> _Work to be completed_: Find every line in the listing below that contains the word "bracelet", and copy each of those lines in full. Matching is case-sensitive.

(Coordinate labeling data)
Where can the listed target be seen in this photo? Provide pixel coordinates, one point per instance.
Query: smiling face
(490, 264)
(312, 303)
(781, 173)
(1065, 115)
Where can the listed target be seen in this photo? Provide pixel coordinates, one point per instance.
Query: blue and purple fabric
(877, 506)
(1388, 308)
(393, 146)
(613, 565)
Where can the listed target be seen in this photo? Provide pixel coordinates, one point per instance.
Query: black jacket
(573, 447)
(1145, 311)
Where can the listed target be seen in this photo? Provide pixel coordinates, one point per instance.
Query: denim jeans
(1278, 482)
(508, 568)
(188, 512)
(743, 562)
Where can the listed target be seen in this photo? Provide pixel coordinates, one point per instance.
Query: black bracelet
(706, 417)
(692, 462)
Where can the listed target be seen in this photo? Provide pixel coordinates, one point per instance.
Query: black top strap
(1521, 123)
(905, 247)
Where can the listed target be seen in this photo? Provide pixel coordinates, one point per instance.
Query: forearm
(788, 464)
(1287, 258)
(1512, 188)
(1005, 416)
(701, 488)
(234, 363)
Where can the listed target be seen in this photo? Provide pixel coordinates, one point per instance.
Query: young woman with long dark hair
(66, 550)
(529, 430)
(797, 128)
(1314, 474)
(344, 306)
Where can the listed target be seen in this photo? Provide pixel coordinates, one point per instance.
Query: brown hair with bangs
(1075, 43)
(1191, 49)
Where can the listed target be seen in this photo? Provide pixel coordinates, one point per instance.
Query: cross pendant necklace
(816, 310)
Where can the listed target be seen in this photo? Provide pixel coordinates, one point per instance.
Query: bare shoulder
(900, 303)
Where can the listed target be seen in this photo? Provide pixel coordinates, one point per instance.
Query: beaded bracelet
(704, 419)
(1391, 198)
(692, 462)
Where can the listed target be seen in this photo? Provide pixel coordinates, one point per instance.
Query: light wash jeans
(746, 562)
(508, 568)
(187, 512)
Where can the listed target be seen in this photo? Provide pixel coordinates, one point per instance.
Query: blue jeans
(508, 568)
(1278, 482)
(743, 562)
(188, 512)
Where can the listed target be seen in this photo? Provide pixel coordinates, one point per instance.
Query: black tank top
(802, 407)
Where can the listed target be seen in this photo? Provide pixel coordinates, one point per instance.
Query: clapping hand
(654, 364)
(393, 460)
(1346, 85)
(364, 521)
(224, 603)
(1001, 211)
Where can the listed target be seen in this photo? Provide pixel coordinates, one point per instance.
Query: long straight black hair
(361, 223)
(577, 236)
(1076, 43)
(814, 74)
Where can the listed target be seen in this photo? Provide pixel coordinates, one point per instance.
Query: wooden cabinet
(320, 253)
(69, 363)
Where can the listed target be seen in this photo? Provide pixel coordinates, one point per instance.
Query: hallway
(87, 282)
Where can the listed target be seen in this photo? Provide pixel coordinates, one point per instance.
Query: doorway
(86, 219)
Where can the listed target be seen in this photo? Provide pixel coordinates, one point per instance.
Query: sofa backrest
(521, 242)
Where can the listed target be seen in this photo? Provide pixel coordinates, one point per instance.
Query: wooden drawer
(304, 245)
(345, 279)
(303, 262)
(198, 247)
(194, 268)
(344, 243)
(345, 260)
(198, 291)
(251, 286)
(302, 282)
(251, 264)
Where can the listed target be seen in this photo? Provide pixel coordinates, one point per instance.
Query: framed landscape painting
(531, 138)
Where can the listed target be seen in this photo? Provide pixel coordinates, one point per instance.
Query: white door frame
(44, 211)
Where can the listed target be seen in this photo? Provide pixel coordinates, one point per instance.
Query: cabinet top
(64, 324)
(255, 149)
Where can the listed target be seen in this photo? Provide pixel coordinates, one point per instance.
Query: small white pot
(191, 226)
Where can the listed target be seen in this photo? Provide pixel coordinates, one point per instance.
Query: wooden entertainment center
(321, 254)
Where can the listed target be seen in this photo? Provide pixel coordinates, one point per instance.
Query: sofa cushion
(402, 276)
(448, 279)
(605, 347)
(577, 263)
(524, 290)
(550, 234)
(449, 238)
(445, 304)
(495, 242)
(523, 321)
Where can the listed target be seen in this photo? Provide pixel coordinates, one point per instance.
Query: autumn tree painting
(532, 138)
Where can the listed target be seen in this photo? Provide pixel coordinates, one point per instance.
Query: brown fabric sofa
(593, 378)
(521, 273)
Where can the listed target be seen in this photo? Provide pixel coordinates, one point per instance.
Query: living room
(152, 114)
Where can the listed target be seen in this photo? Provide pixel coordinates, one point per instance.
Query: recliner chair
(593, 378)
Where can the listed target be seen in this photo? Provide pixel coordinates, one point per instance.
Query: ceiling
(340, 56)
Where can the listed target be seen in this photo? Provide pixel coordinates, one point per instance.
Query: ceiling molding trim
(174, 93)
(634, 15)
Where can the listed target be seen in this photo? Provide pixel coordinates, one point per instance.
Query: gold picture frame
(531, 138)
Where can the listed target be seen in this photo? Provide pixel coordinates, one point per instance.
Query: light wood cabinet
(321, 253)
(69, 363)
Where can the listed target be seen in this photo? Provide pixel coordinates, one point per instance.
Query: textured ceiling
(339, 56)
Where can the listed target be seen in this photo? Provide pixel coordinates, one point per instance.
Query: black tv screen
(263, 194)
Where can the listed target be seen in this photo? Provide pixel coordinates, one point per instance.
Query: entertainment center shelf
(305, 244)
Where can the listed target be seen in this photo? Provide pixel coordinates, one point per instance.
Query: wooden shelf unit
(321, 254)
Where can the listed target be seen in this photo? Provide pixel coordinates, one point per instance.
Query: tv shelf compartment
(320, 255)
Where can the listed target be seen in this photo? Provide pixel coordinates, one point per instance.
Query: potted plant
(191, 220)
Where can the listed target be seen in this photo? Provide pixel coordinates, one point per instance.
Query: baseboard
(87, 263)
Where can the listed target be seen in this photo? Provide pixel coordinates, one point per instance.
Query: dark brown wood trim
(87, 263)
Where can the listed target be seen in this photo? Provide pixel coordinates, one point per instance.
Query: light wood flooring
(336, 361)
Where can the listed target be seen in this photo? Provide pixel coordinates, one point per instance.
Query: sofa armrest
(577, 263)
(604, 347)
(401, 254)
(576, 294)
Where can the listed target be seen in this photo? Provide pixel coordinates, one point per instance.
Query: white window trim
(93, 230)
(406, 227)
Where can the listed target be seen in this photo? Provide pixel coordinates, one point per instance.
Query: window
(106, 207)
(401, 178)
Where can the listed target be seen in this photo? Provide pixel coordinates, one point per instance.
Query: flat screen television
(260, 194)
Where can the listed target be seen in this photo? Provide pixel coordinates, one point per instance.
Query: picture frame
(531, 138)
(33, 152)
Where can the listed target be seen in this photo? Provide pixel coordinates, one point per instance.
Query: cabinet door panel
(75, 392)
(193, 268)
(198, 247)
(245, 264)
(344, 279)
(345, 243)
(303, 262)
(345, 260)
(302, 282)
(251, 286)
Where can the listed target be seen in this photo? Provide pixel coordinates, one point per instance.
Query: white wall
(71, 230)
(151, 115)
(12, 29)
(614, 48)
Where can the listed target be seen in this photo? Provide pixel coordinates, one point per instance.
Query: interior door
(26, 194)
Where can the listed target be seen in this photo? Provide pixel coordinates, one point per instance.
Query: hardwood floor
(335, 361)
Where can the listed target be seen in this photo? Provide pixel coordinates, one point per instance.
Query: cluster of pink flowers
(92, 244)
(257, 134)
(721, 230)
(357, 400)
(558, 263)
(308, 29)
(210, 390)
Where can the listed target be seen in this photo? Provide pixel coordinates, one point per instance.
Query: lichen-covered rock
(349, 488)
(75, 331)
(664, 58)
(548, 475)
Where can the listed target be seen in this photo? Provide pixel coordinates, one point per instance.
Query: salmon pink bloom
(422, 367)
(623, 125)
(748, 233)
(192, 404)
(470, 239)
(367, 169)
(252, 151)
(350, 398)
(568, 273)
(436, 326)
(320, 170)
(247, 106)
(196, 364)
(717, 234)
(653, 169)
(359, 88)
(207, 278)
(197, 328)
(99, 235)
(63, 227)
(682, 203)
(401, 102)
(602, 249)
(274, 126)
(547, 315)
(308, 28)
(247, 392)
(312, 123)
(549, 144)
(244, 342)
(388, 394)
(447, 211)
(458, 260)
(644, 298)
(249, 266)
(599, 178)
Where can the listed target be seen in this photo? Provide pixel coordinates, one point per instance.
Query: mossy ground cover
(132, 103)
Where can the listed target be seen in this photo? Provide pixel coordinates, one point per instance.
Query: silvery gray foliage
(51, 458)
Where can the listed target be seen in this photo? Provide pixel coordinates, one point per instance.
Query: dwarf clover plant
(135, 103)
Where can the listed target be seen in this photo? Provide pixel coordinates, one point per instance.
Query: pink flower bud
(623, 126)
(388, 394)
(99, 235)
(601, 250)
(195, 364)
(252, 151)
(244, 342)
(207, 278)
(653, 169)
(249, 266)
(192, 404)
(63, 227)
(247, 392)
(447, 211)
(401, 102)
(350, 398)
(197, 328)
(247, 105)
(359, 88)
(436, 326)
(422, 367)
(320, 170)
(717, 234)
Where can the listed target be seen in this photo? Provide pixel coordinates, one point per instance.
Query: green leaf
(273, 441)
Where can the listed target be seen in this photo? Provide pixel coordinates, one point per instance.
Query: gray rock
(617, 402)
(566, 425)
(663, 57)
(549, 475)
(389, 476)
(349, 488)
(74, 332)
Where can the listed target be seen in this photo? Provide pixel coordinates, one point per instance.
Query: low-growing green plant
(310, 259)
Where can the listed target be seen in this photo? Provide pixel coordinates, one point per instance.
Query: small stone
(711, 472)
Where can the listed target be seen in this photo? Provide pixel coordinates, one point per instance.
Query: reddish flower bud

> _Written answer_:
Query: black bracelet
Query: beaded bracelet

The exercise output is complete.